Recensione L'uomo che ama (2008)

La storia è apparentemente molto convenzionale e non dissimile da tante opere italiane che trattano i sentimenti e le crisi d'incomunicabilità di coppia post-trent'anni, ha in realtà dalla sua parte un paio di armi in più rispetto all'equivalente prodotto medio.

L'amore degli uomini

ll film di apertura della terza edizione del Festival del film di Roma è L'uomo che ama, opera seconda della figlia d'arte Maria Sole Tognazzi, che vede protagonista un intenso Pierfrancesco Favino nel ruolo di un uomo che soffre e fa soffrire per amore. Il punto centrale del dibattito suscitato da questo film prima e dopo la presentazione romana sembra essere l'inedita visione dell'amore maschile non più machista e superficiale ma tanto profondo e struggente quanto quello delle controparti femminili. Non certo una grande novità a dirla tutta, perché considerare questa come una vera innovazione sarebbe da sprovveduti visto che i maschi hanno detenuto l'egemonia anche dei sentimenti in letteratura e in musica e, magari in misura minore, anche al cinema. Alla settima arte è forse mancato finora il film che avesse questo come tema centrale, ma certo non sono mancate figure di uomini che hanno sofferto per amore. Per fortuna questo non è l'unico motivo di interesse per un film che si propone come uno sguardo drammatico e asciutto sull'amore e sulle relazioni sentimentali tra esseri umani indipendentemente dal genere.

Settembre. Roberto è un farmacista di Torino che vive un rapporto estremamente felice, almeno all'apparenza, con la sua nuova compagna Sara (Kseniya Rappoport, già in concorso a Roma due anni fa con La sconosciuta di Giuseppe Tornatore), manager di hotel di origine russa. Proprio nel momento in cui le cose sembrano andare per il meglio, e Roberto si appresta a invitare la sua donna a trasferirsi da lui, qualcosa cambia e il loro rapporto finisce improvvisamente. L'impossibilità di accettare la fine di questo rapporto ha effetti devastanti su Roberto che cerca di riconquistare l'amore di Sara ma fallisce miseramente quando lui inizia a scivolare nell'ossessione.

# Quesito A:
Secondo la recensione di L'uomo che ama, quale professione esercita Roberto e in quale città?
# Quesito B:
Modifichi la parte della recensione che si apre con le parole contenenti "Settembre. Roberto è" e si chiude con "a scivolare nell'ossessione.", sostituendo "farmacista" con "medico".
# Quesito C:
Prosegua la recensione del film L'uomo che ama a partire dall'ultima frase riportata.

# Estratti dei dati:
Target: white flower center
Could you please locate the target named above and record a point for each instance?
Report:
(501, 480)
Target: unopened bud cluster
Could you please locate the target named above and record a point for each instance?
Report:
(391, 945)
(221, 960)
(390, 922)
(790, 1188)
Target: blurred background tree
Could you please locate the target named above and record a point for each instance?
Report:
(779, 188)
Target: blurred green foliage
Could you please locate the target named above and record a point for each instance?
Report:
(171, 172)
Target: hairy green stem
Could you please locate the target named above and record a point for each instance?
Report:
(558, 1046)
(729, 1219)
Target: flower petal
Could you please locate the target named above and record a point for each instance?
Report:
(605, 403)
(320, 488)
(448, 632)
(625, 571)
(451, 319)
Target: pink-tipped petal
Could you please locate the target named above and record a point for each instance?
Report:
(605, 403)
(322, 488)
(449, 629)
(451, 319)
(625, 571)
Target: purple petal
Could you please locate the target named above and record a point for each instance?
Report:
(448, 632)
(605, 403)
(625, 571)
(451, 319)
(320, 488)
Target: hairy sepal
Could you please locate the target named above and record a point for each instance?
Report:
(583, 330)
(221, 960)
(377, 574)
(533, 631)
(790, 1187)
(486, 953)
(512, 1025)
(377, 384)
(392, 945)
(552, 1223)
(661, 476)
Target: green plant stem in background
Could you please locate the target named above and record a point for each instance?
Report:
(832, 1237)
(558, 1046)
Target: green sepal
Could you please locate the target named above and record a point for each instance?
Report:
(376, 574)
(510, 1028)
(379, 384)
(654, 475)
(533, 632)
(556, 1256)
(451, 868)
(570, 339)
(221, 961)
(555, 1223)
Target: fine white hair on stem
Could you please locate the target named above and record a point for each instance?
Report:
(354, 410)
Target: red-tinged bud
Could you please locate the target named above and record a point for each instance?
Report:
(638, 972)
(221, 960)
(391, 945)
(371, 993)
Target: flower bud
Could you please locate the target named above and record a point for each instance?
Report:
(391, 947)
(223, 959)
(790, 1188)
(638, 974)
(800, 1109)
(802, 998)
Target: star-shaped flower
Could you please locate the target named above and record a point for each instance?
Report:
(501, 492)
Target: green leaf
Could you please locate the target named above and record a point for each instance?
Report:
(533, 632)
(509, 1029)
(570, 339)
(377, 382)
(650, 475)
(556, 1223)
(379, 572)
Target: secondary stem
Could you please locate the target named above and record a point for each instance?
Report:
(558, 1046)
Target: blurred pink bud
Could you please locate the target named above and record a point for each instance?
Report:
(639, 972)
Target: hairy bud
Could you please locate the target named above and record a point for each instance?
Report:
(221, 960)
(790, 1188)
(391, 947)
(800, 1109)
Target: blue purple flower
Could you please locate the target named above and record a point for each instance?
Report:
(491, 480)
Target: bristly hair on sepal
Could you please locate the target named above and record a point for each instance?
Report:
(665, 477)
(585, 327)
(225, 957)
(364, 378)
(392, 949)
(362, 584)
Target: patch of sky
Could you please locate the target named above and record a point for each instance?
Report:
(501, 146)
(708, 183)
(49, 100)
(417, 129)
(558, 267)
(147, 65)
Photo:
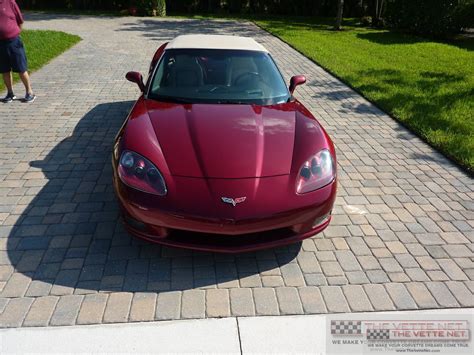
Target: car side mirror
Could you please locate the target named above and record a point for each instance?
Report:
(137, 78)
(295, 81)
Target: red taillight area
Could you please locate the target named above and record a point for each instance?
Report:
(139, 173)
(316, 172)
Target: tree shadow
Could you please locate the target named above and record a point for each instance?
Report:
(70, 238)
(165, 29)
(426, 102)
(393, 38)
(63, 15)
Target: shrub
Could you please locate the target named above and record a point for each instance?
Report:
(437, 18)
(150, 7)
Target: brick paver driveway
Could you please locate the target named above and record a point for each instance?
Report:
(402, 235)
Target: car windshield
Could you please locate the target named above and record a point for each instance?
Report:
(218, 76)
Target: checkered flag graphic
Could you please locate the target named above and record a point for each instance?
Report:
(378, 334)
(343, 327)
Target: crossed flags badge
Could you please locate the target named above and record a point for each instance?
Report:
(346, 327)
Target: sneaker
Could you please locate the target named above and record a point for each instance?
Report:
(9, 98)
(29, 98)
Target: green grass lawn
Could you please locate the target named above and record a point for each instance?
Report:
(42, 46)
(425, 84)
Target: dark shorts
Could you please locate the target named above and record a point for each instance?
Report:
(12, 56)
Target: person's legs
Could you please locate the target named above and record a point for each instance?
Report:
(25, 79)
(8, 80)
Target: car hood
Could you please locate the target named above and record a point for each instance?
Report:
(225, 141)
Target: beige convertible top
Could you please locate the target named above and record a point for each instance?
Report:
(198, 41)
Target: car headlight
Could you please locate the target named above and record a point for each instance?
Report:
(318, 171)
(139, 173)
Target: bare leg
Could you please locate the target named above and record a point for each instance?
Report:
(8, 80)
(25, 78)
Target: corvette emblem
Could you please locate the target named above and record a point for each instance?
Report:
(233, 201)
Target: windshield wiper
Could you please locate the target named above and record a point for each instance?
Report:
(231, 102)
(178, 100)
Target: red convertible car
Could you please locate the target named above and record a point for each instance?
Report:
(218, 155)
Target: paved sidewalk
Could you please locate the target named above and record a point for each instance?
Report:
(401, 238)
(263, 335)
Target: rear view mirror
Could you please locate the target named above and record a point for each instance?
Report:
(295, 81)
(137, 78)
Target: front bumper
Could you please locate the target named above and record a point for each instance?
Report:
(210, 242)
(152, 221)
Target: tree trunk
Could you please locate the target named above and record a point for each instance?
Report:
(340, 7)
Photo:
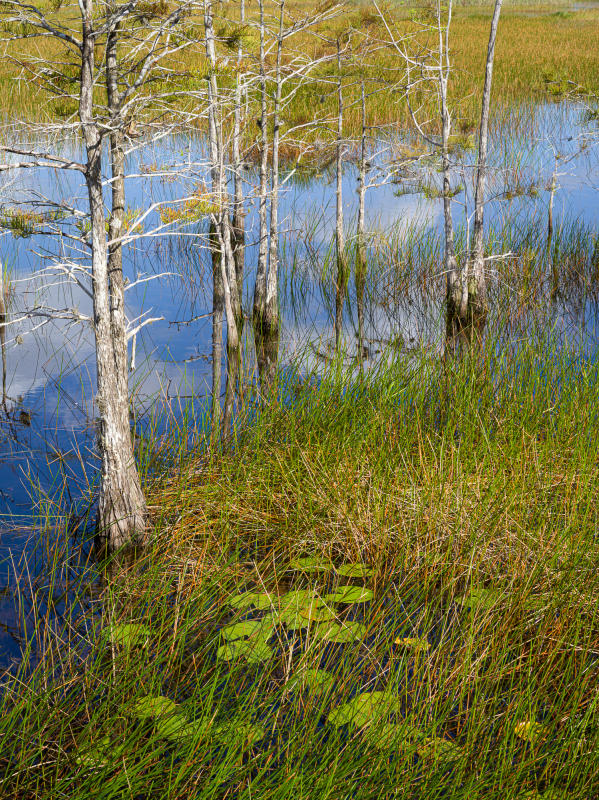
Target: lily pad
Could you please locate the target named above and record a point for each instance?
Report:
(126, 634)
(351, 594)
(240, 734)
(310, 564)
(439, 750)
(298, 598)
(365, 709)
(341, 632)
(303, 608)
(317, 681)
(393, 735)
(178, 727)
(99, 754)
(531, 731)
(155, 706)
(477, 598)
(259, 600)
(253, 650)
(239, 630)
(413, 642)
(292, 619)
(317, 613)
(354, 571)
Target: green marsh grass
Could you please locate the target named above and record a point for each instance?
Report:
(464, 495)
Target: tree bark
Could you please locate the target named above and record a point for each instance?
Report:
(361, 239)
(477, 288)
(262, 266)
(3, 334)
(122, 510)
(456, 287)
(339, 233)
(218, 307)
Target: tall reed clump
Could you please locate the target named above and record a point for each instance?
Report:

# La sua risposta A:
Roberto è un farmacista di Torino.

# La sua risposta B:
Settembre. Roberto è un medico di Torino che vive un rapporto estremamente felice, almeno all'apparenza, con la sua nuova compagna Sara (Kseniya Rappoport, già in concorso a Roma due anni fa con La sconosciuta di Giuseppe Tornatore), manager di hotel di origine russa. Proprio nel momento in cui le cose sembrano andare per il meglio, e Roberto si appresta a invitare la sua donna a trasferirsi da lui, qualcosa cambia e il loro rapporto finisce improvvisamente. L'impossibilità di accettare la fine di questo rapporto ha effetti devastanti su Roberto che cerca di riconquistare l'amore di Sara ma fallisce miseramente quando lui inizia a scivolare nell'ossessione.

# La sua risposta C:
Marzo. Roberto vive una relazione apparentemente più solida e matura con Alba (un'affascinante Monica Bellucci in un ruolo meno glamorous del solito) con cui convive e con cui è alla ricerca di una nuova casa per mettere su famiglia. E' il fratello Carlo ad avere problemi sentimentali, perché ha rotto improvvisamente con il compagno Yuri, ma soprattutto perché gli è stata appena diagnosticata una grave malformazione cardiaca da operare al più presto. Roberto ha così modo di riflettere sui propri sentimenti e sui rapporti interpersonali trovandosi di fronte alla realizzazione di non amare più la sua compagna, e quindi nella situazione di chi abbandona.

La storia è apparentemente molto convenzionale e non dissimile da tante opere italiane che trattano i sentimenti e le crisi d'incomunicabilità di coppia post-trent'anni, ha in realtà dalla sua parte un paio di armi in più rispetto all'equivalente prodotto medio: una confezione ben curata a partire dal bel lavoro di Arnaldo Catinari, che benfotografa sia gli interni che una Torino malinconica e fumosa, alla colonna sonora della "esordiente" Carmen Consoli - al suo primo score per il cinema - e soprattutto una struttura narrativa su due diversi piani temporali che riesce, se non a sorprendere, per lo meno a far ripensare l'intero film da un altro punto di vista; un grande pregio per un film di questo genere, in un panorama in cui prodotti analoghi finiscono per lo più nel dimenticatoio allo scorrere dei titoli di coda.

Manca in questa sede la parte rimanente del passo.